Exercise material:
** Begin **

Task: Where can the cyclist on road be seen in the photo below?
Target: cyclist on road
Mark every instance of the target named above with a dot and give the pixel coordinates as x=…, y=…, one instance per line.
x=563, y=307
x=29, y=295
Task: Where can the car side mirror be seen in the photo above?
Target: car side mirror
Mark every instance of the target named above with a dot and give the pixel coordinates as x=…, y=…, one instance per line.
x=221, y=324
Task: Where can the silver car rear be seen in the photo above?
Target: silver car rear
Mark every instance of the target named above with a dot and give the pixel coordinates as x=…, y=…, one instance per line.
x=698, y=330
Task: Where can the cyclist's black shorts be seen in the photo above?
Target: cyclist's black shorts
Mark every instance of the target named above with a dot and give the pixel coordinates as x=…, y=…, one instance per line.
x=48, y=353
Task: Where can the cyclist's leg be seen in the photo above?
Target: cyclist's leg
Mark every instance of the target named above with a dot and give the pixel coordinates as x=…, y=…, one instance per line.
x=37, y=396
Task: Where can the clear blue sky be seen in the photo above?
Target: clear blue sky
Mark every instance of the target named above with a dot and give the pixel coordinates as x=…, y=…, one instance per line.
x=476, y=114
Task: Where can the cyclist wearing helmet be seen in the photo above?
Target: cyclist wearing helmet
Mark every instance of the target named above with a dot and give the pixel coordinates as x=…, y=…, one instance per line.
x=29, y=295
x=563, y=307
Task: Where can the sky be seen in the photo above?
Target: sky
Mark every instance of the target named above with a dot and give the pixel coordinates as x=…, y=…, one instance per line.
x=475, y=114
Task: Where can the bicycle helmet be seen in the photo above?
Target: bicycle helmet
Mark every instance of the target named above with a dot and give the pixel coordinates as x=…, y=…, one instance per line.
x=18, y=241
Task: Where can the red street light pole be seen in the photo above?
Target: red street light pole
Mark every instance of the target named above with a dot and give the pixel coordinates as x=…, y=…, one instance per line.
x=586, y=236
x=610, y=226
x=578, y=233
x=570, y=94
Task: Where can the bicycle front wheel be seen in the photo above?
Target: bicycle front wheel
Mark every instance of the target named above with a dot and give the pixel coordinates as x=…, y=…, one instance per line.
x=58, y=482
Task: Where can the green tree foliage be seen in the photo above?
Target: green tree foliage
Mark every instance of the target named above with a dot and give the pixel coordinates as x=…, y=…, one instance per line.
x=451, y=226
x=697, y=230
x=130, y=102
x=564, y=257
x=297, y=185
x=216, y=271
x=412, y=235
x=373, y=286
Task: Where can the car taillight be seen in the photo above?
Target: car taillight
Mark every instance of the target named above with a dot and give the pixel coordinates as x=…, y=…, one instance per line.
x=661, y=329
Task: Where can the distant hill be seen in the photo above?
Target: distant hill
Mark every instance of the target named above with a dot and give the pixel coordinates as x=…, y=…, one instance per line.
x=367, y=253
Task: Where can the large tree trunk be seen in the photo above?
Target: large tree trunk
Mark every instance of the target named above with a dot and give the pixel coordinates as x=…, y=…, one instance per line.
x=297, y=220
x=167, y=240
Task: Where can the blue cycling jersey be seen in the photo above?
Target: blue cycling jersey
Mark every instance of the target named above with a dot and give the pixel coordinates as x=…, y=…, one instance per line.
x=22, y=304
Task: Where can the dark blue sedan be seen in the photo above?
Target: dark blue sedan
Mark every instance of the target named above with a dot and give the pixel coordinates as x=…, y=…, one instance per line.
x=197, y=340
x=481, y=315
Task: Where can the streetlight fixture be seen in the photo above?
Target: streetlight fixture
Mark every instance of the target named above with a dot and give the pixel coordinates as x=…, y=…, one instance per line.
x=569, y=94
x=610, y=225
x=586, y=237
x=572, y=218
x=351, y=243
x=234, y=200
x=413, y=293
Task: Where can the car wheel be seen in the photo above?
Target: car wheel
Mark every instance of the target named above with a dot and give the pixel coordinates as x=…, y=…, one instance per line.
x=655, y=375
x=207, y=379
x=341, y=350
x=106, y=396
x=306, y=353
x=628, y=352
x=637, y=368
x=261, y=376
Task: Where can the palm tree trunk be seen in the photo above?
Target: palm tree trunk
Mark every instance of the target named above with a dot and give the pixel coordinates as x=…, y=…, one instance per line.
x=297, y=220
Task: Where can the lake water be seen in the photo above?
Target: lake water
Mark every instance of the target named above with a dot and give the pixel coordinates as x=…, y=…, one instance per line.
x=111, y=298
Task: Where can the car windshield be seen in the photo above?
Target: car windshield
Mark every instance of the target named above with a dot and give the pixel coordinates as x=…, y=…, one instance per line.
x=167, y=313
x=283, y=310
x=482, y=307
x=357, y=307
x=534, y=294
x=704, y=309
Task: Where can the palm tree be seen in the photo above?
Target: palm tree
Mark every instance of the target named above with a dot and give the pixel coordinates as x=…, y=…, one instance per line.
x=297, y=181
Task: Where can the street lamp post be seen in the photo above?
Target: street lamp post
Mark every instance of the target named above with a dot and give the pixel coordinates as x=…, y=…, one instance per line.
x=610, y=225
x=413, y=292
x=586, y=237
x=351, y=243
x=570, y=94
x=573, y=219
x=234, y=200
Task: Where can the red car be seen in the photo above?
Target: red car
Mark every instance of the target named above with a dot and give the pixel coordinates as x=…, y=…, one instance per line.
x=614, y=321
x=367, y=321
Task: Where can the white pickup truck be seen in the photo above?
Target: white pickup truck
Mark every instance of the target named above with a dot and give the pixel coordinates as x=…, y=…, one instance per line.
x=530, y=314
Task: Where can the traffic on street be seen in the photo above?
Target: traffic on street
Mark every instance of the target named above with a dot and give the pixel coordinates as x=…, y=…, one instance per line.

** End **

Exercise instructions:
Reproduce all of the material above word for word, from start to finish.

Solution below:
Task: Where can the cyclist on road be seen in the photo below?
Target: cyclist on road
Mark every instance of the target named above with a dot and give the pixel coordinates as x=…, y=…, one instance per line.
x=563, y=307
x=29, y=295
Task: Where can the car side mirror be seen in the photo above?
Target: car side mirror
Mark every instance of the target named above with a dot and give the pixel coordinates as x=…, y=…, one instance per line.
x=221, y=324
Task: Where can the silver car rear be seen in the photo above?
Target: silver car rear
Mark every instance of the target named above with a dot and give the pixel coordinates as x=…, y=…, one instance per line.
x=698, y=330
Task: Where can the cyclist's black shorts be seen in the photo above?
Target: cyclist's black shorts
Mark every instance of the target named above with a dot and give the pixel coordinates as x=…, y=…, one instance per line.
x=48, y=353
Task: Where can the cyclist's leg be seen in the photo above?
Target: cyclist's leg
Mark every instance of the target named above with a dot and give the pixel coordinates as x=…, y=…, one instance per line.
x=37, y=396
Task: Where can the clear blue sky be seen in the photo above?
Target: clear blue sky
Mark every instance of the target named above with a dot and give the pixel coordinates as x=…, y=…, one instance per line.
x=476, y=114
Task: Where can the cyclist wearing helmet be seen in the photo above?
Target: cyclist wearing helmet
Mark every instance of the target named above with a dot and give the pixel coordinates as x=…, y=…, one instance per line.
x=29, y=295
x=563, y=307
Task: Where can the sky be seen in the photo above?
Target: sky
Mark every instance of the target named above with a dot and give the pixel coordinates as x=…, y=…, one instance per line.
x=475, y=114
Task: Where can the bicycle helmet be seen in the photo above?
Target: bicycle helmet
Mark every instance of the target named above with a dot and give the pixel coordinates as x=…, y=…, one instance per line.
x=18, y=241
Task: Where can the red street light pole be seen in the photo above?
Target: red street light pole
Mark every instance of the target named above with a dot and give the pixel coordinates as x=…, y=…, one instance per line.
x=586, y=236
x=610, y=226
x=578, y=233
x=570, y=94
Task: Where can the bicycle front wheel be seen in the photo above?
Target: bicycle front wheel
Mark every instance of the target named above with a dot and give the pixel coordinates as x=…, y=…, one instance per line.
x=58, y=482
Task: Where can the green tree foliage be seen in the photo above?
Target: green tree foliage
Mark every instance of the target named above with a dot and give the pixel coordinates as x=…, y=…, one instance per line.
x=451, y=226
x=697, y=230
x=130, y=102
x=564, y=257
x=297, y=185
x=216, y=271
x=412, y=235
x=373, y=286
Task: Where can the car taillight be seen in the photo above?
Target: car taillight
Mark every instance of the target named above with a dot and give the pixel coordinates as x=…, y=…, one instance per line.
x=661, y=329
Task: Where can the distant hill be seen in the photo above?
Target: distant hill
Mark every instance of the target named above with a dot and give the pixel coordinates as x=…, y=…, one instance per line.
x=367, y=253
Task: Where can the large tree trunk be seen in the photo above?
Target: large tree trunk
Mark every instance of the target named above with a dot and give the pixel coordinates as x=…, y=…, one instance per line.
x=297, y=220
x=167, y=240
Task: Where can the blue cycling jersey be seen in the photo above?
Target: blue cycling jersey
Mark every instance of the target named above with a dot and give the pixel coordinates as x=…, y=…, one instance per line.
x=22, y=304
Task: Where can the dark blue sedan be seen in the photo above?
Target: dark blue sedan
Mark every instance of the target named above with a dot and give the pixel coordinates as x=…, y=…, one instance per line.
x=197, y=340
x=481, y=315
Task: Where can the streetlight fixture be seen in the photo above?
Target: streetlight fixture
Mark every instance of the target named above with a dot and give the pixel coordinates as x=…, y=…, one instance per line.
x=569, y=94
x=610, y=225
x=586, y=237
x=572, y=218
x=351, y=243
x=234, y=200
x=413, y=293
Task: Where can the car wheel be seen in the photo above?
Target: car wheel
Mark every instance of the target named above with a dot and give the pixel coordinates as x=…, y=…, one instance per line.
x=655, y=375
x=207, y=379
x=341, y=350
x=106, y=396
x=306, y=353
x=628, y=352
x=637, y=368
x=261, y=376
Task: Where can the palm tree trunk be seen in the photo above?
Target: palm tree trunk
Mark every instance of the target named above with a dot and give the pixel coordinates as x=…, y=…, one instance per line.
x=297, y=220
Task: Where can the lake water be seen in the photo above?
Target: lake water
Mark every instance of the target named above with a dot and give the pixel coordinates as x=…, y=…, one instance per line.
x=111, y=298
Task: Where can the car windshield be seen in the photo above?
Target: car windshield
Mark every instance of the target named above with a dot and give the pixel coordinates as x=…, y=…, one instance per line.
x=167, y=313
x=283, y=310
x=482, y=307
x=357, y=307
x=534, y=294
x=704, y=309
Task: Where can the palm tree be seen in the photo above?
Target: palm tree
Mark every instance of the target named above with a dot and give the pixel coordinates as x=…, y=…, one instance per line.
x=297, y=181
Task: Where can the street lamp post be seen in the photo above?
Target: street lamp post
Mark every instance of the target named above with a dot and give the pixel coordinates as x=…, y=…, one instance per line.
x=610, y=225
x=413, y=292
x=586, y=237
x=351, y=243
x=570, y=94
x=573, y=219
x=234, y=200
Task: Where can the red car be seen in the photo above?
Target: red car
Mark every instance of the target named above with a dot and give the pixel coordinates as x=…, y=…, one instance per line.
x=614, y=321
x=367, y=321
Task: Where can the white pickup truck be seen in the photo above?
Target: white pickup truck
Mark every instance of the target named above with a dot and give the pixel coordinates as x=…, y=…, one instance per line.
x=530, y=314
Task: Where can the traffic on street be seen in the photo above?
Target: traffic on street
Mark every instance of the target named above with a dot and give the pixel coordinates as x=…, y=…, one instance per line.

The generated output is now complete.